#### Exercise
Begin at the line below that contains "Mark the bird's eye, one". Repeat it and all remaining lines of the records exactly.

#### Extracted data

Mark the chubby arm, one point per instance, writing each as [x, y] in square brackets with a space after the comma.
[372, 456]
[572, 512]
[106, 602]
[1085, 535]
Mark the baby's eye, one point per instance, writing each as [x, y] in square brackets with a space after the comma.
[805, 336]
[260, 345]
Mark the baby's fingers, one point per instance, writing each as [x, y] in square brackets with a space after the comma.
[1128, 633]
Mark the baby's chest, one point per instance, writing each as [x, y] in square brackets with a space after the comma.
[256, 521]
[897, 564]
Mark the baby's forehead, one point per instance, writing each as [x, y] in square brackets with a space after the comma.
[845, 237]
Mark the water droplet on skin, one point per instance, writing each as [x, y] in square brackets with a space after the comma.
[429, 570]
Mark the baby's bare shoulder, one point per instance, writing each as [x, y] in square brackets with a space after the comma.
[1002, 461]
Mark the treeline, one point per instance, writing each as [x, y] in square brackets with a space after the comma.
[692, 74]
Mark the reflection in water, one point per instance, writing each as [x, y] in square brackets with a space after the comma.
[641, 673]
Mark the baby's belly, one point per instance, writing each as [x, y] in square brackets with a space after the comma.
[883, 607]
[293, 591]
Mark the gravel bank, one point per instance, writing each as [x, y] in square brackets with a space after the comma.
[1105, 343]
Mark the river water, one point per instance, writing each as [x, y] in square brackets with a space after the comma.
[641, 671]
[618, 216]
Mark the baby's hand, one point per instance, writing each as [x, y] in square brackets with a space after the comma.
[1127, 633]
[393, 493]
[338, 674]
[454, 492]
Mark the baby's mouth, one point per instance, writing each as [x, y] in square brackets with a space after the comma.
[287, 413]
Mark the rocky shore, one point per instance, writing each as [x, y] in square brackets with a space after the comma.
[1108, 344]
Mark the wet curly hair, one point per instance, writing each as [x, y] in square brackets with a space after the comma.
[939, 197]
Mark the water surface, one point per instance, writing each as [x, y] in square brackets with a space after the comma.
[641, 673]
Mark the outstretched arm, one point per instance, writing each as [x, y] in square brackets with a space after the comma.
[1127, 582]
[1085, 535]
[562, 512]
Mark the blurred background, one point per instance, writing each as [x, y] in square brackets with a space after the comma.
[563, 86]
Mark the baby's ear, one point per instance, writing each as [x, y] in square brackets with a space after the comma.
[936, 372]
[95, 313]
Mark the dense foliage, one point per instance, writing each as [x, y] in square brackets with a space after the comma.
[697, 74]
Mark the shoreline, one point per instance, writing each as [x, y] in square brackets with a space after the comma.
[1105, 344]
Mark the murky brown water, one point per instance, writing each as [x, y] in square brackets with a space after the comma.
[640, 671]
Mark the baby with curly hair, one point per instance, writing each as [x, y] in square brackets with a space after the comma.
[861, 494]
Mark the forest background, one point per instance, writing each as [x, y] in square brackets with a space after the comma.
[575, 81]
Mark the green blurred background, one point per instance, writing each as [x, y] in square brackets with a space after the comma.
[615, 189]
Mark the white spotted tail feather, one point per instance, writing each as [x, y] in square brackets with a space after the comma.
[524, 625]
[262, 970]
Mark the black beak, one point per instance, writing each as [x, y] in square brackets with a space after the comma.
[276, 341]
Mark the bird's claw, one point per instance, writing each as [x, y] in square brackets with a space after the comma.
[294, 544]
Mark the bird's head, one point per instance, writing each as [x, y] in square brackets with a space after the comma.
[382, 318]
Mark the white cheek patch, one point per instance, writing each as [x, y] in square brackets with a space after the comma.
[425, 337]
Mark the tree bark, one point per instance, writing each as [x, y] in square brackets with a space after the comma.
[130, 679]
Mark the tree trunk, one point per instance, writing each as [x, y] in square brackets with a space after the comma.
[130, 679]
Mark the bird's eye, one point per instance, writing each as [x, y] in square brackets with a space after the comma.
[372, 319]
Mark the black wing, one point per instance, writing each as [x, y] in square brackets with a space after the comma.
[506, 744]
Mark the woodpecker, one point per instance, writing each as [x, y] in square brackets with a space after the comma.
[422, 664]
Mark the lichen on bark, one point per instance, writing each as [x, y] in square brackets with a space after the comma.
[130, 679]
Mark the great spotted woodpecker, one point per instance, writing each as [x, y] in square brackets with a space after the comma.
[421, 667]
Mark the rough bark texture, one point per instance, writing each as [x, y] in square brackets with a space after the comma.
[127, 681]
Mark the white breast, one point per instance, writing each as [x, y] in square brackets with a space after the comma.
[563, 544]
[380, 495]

#### Result of this task
Mark the bird's eye, one point per instance, writing each as [x, y] in square brackets with a space after the comma.
[372, 319]
Mark the black wing, one point per instance, writing each as [x, y] in square brackets with a space after the comma.
[506, 744]
Mark the woodpecker, one point per instance, writing each as [x, y] in square brackets with a space after the comma.
[422, 664]
Mark the lichen on bark, one point per instance, writing each as [x, y] in square brackets with a space after the comma.
[130, 679]
Mark the great spotted woodpecker, one point per instance, writing each as [x, y] in square brackets with a space after the comma.
[421, 667]
Mark the rough bark texture, one point per instance, writing each as [x, y] in square brackets with a space after the comma.
[127, 681]
Mark the white breast, one point per instance, writing each as [x, y] in square brackets with a space after the comma.
[563, 544]
[380, 495]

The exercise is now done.